[Collection entries]
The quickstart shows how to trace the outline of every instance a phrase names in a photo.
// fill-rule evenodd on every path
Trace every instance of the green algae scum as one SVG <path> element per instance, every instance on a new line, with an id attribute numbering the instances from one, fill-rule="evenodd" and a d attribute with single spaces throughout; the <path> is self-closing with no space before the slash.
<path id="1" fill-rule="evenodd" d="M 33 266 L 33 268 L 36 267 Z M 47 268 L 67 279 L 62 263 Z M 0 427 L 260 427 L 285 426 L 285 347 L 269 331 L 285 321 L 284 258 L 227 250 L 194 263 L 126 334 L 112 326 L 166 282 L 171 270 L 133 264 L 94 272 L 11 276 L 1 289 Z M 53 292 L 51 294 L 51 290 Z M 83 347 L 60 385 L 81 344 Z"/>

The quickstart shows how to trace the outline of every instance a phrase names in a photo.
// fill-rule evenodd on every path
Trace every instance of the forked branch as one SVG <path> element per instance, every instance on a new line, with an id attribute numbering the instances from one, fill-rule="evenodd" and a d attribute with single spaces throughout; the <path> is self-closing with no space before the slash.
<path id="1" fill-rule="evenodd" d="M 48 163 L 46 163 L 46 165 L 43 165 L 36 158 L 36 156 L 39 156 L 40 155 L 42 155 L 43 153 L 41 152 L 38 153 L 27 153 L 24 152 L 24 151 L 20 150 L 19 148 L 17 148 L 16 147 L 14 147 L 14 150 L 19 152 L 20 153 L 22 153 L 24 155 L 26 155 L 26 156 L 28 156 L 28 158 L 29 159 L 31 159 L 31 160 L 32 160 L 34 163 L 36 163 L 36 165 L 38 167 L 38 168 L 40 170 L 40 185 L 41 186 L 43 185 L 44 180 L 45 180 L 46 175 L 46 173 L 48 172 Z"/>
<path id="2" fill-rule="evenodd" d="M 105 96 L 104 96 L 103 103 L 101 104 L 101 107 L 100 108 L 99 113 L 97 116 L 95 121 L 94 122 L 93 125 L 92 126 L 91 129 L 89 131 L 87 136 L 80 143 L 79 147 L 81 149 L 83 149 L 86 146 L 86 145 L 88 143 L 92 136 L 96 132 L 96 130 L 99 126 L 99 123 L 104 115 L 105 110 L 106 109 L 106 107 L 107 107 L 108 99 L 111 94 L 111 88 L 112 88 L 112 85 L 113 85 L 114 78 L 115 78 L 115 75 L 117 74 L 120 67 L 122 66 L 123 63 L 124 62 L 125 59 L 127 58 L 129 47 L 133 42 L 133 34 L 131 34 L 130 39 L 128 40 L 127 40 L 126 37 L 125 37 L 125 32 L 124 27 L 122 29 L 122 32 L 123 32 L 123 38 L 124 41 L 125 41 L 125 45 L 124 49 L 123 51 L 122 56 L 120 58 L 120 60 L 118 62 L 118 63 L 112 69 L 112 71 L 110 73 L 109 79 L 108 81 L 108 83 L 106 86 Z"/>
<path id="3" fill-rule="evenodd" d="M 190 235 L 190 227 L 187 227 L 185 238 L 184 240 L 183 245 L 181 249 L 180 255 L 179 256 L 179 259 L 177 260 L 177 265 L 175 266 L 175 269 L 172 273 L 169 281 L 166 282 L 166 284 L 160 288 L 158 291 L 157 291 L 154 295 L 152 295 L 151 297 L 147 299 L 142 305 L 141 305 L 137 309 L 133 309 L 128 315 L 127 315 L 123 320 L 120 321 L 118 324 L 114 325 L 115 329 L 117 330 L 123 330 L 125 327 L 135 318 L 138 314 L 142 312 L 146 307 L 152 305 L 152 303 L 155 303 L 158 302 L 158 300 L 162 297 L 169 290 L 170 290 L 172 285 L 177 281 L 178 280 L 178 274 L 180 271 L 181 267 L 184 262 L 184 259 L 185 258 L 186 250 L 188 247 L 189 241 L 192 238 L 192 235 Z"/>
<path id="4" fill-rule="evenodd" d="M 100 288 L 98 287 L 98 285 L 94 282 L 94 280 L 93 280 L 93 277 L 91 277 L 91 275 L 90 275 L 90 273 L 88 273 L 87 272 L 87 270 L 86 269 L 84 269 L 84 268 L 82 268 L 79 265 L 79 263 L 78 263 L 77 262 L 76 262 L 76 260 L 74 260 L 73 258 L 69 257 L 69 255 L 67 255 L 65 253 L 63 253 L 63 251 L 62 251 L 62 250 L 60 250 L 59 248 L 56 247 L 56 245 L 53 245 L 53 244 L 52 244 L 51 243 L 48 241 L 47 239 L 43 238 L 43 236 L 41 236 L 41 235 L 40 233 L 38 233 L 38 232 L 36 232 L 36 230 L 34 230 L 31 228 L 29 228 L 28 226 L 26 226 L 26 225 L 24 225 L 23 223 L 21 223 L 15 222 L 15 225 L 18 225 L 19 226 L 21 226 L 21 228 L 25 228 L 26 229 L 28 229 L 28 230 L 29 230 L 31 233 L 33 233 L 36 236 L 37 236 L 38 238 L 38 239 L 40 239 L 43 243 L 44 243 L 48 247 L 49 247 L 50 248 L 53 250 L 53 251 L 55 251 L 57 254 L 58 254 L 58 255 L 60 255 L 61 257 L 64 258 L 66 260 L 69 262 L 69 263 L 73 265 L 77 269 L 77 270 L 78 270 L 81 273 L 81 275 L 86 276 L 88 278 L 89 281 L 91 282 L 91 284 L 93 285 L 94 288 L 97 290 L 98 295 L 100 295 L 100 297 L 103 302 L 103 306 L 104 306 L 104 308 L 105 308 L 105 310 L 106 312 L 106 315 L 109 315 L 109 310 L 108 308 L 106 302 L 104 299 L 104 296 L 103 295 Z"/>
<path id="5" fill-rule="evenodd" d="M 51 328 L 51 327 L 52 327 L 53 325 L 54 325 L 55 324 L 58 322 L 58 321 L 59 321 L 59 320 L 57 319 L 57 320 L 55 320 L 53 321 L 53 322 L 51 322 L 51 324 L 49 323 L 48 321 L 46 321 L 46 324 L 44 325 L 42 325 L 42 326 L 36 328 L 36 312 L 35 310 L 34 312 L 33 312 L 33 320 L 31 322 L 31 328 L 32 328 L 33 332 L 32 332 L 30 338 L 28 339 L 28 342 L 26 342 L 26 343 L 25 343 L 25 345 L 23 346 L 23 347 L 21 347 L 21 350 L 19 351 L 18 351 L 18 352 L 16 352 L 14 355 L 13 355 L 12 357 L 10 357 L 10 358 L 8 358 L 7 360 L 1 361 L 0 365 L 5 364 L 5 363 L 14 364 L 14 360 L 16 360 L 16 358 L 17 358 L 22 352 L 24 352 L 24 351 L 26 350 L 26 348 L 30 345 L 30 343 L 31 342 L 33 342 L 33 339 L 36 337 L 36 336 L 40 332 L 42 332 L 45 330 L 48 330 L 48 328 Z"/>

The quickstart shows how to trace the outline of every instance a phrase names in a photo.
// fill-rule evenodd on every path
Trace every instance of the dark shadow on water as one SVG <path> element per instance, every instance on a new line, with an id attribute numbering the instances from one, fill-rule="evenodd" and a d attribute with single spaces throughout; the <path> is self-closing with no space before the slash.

§ WHAT IS EXPECTED: Reproduce the entries word for word, starting at their very first line and ending with the line that contains "Trace every instance of the green".

§ EXERCISE ANSWER:
The quickstart shows how to trace the outline of every instance a phrase names in a photo.
// fill-rule evenodd on every path
Trace every instance of the green algae scum as one SVG <path> element per instance, every instance on a new line, with an id attribute numbering the instances from one, fill-rule="evenodd" and a d attribute with single spaces throughout; the <path> is self-closing with no space before the slash.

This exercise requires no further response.